**Source information**
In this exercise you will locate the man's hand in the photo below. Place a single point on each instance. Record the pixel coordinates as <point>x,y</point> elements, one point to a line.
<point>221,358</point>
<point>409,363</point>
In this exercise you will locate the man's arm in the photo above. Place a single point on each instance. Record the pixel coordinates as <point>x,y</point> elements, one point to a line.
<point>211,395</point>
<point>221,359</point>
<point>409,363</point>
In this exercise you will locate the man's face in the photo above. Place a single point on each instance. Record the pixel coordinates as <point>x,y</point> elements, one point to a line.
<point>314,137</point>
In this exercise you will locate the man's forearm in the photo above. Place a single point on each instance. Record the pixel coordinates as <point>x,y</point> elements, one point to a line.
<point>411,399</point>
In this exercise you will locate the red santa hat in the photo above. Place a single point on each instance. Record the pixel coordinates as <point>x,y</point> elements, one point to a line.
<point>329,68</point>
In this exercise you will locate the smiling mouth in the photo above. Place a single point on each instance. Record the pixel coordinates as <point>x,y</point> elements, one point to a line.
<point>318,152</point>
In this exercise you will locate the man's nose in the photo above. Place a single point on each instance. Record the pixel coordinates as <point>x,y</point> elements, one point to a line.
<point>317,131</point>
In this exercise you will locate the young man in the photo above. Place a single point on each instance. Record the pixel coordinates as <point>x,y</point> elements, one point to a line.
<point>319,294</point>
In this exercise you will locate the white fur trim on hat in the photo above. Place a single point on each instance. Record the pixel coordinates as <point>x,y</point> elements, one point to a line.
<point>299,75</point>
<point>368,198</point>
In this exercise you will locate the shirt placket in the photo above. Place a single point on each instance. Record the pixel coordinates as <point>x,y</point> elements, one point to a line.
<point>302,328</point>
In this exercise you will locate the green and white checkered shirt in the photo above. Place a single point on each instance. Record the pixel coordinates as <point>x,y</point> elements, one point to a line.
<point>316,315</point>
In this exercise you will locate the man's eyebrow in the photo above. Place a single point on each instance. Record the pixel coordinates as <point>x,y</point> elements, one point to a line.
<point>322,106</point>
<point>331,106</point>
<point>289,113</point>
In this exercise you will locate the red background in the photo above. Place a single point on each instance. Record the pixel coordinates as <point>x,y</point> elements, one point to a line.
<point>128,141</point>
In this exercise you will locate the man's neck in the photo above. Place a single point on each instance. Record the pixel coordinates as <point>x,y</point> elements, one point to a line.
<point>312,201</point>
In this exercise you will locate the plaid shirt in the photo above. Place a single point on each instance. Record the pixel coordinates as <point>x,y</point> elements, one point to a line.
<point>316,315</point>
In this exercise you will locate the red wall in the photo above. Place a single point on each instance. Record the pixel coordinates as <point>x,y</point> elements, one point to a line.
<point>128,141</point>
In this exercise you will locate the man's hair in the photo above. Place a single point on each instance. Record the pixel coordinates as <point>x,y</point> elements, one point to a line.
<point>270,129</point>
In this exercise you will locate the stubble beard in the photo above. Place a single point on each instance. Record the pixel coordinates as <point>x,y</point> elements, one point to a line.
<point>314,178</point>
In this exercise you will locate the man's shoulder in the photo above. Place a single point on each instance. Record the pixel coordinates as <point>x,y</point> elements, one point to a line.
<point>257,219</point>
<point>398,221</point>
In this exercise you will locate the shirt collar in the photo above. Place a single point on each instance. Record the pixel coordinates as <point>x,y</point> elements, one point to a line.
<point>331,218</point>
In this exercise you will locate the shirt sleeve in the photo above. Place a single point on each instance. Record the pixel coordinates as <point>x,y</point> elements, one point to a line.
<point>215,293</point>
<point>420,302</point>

**Task goal**
Every entry should be output again exactly as written.

**Solved exercise**
In this exercise you will locate the man's hand in the photo below. Place a single point on each instance. Record the pixel coordinates as <point>x,y</point> elements, one point to a line.
<point>221,358</point>
<point>409,363</point>
In this exercise you will locate the man's arm in the photo above. Place a single point on each instance. Record the pixel coordinates as <point>x,y</point> elements, one point to a line.
<point>211,395</point>
<point>221,359</point>
<point>409,363</point>
In this exercise you will locate the man's face in the photo above. Place a single point on each instance. Record the pixel coordinates as <point>x,y</point> elements, one point to a line.
<point>314,137</point>
In this exercise you will locate the man's forearm in the photo above. Place a single point on each instance. Record the pixel coordinates as <point>x,y</point> elements, one point to a line.
<point>411,399</point>
In this exercise you will locate the red santa hat in the photo above. Place a single point on each instance. Record the pixel coordinates as <point>x,y</point> elements, one point to a line.
<point>329,68</point>
In this exercise you will locate the smiling mouth in the photo above. Place a single point on each instance. Record the pixel coordinates as <point>x,y</point> elements, one point to a line.
<point>318,152</point>
In this exercise you will locate the man's nose in the photo above. Place a single point on each instance. Record the pixel coordinates as <point>x,y</point> elements, one point to a line.
<point>317,131</point>
In this exercise you will locate the young man in the photo above. Place a single point on each instance. Record the pixel coordinates as <point>x,y</point> elements, one point to a line.
<point>319,294</point>
In this exercise you will locate the white fur trim on hat in the photo above. Place a single point on each instance. Record the pixel coordinates as <point>x,y</point> elements, one point to a line.
<point>299,75</point>
<point>368,198</point>
In this exercise you will locate the shirt placket in the photo above. Place a single point on each instance. Record the pixel coordinates as <point>x,y</point> elements, one point to a line.
<point>302,328</point>
In this exercise you will locate the green and white checkered shirt in the photo above. Place a single point on each instance. Record the pixel coordinates as <point>x,y</point> elements, one point to a line.
<point>316,315</point>
In this exercise you will locate the man's eyebrow in the photo above. Place a single point on each instance. Record the pixel coordinates as <point>x,y</point> elements, one point to a line.
<point>322,106</point>
<point>331,106</point>
<point>289,113</point>
In this exercise you will locate the red background in the photo above. Place a single point on each instance. Record the pixel coordinates as <point>x,y</point> elements, one point to a line.
<point>128,141</point>
In this exercise you will locate the man's neck in the photo above. Place a single point on each instance. Record the pixel coordinates as <point>x,y</point> elements, one point to a line.
<point>312,201</point>
In this exercise you will locate the plaid shirt in the photo above. Place a single point on each instance. Record the pixel coordinates as <point>x,y</point> elements, one point to a line.
<point>316,315</point>
In this exercise you will locate the red wall in the photo above. Place a single point on each instance. Record the pixel coordinates as <point>x,y</point> elements, one point to a line.
<point>128,141</point>
In this exercise you will locate the man's hair in the photo above. Place a single point on each instance. Record the pixel coordinates as <point>x,y</point> elements, one point to a line.
<point>270,129</point>
In this exercise you will locate the stubble beard in the photo above. Place a single point on each instance. Record the pixel coordinates as <point>x,y</point> elements, one point to a line.
<point>314,178</point>
In this exercise you will locate the man's shoulder in the photo above. Place a single point on each instance. Record the pixel coordinates as <point>x,y</point> elements, one point to a line.
<point>257,219</point>
<point>398,221</point>
In this exercise you will locate the shirt collar in the photo above. Place a single point on each instance. Record the pixel coordinates as <point>x,y</point> elements, one point to a line.
<point>331,218</point>
In this exercise you will locate the shirt sleeve in the photo above. Place a single point on each instance. Record the pixel coordinates as <point>x,y</point> elements, one point to a line.
<point>215,293</point>
<point>420,302</point>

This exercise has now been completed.